Return all of the material below word for word, line by line, leaving out the pictures.

--- start of Records supplied ---

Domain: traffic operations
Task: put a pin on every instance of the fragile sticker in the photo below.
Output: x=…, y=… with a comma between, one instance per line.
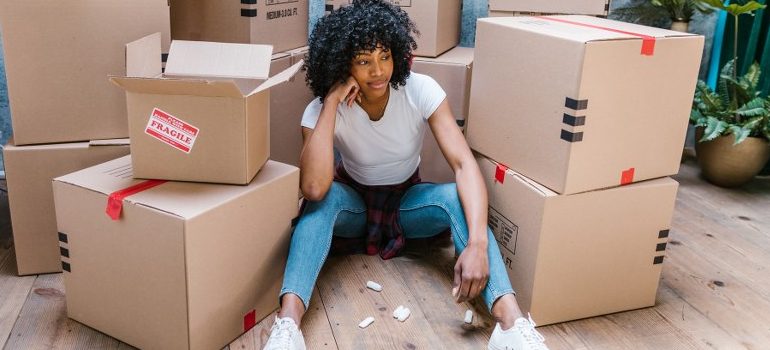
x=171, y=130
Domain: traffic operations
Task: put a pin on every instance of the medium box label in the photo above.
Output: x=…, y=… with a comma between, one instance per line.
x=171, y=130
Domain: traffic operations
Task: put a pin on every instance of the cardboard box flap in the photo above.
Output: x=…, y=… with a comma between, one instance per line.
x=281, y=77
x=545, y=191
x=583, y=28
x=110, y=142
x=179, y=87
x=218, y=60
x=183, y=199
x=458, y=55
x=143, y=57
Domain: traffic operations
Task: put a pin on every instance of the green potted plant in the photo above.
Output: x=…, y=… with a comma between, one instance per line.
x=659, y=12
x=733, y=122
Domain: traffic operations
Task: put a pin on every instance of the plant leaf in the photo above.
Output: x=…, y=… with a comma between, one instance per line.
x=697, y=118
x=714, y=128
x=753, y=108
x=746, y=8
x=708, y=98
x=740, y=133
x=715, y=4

--- end of Records supplied ---

• _Written reply_:
Domain: traffic operations
Task: put a pin on every instance of the fragile sticker in the photo below.
Output: x=…, y=… with a comma between, one instance per line.
x=171, y=130
Domain: traffic operations
Task: put a pin on every instance of the medium box label in the photo above.
Output: x=…, y=… with a comma between, one instance per line.
x=171, y=130
Domain: traffic operations
Task: put a pin on every instance of the cardboard box flap in the photo above.
Output: x=…, y=… with a comma between, one instance per line.
x=281, y=77
x=545, y=191
x=583, y=28
x=110, y=142
x=179, y=87
x=218, y=60
x=183, y=199
x=458, y=55
x=143, y=57
Domain: traffic operations
Task: put a pin on every instance of the green potted plant in the photo above.
Output: x=…, y=… with a comma between, one instance per line.
x=659, y=12
x=733, y=122
Domain: traffic operations
Task: put a pin on every instance of the plant leaf in the photo above.
Output: x=…, y=… with a comma between, one instance per line.
x=697, y=118
x=714, y=128
x=753, y=108
x=746, y=8
x=708, y=98
x=740, y=133
x=715, y=4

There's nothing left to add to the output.